• ASSIGNMENT:
Once you have read the entries, copy all of them exactly.

[Dataset entries]
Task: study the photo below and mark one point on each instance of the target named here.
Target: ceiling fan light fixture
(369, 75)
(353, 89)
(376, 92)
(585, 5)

• FINISHED EXERCISE:
Task: study the photo below and mark one point on each instance of the target named here.
Target: ceiling fan light fixture
(369, 75)
(353, 89)
(376, 92)
(585, 5)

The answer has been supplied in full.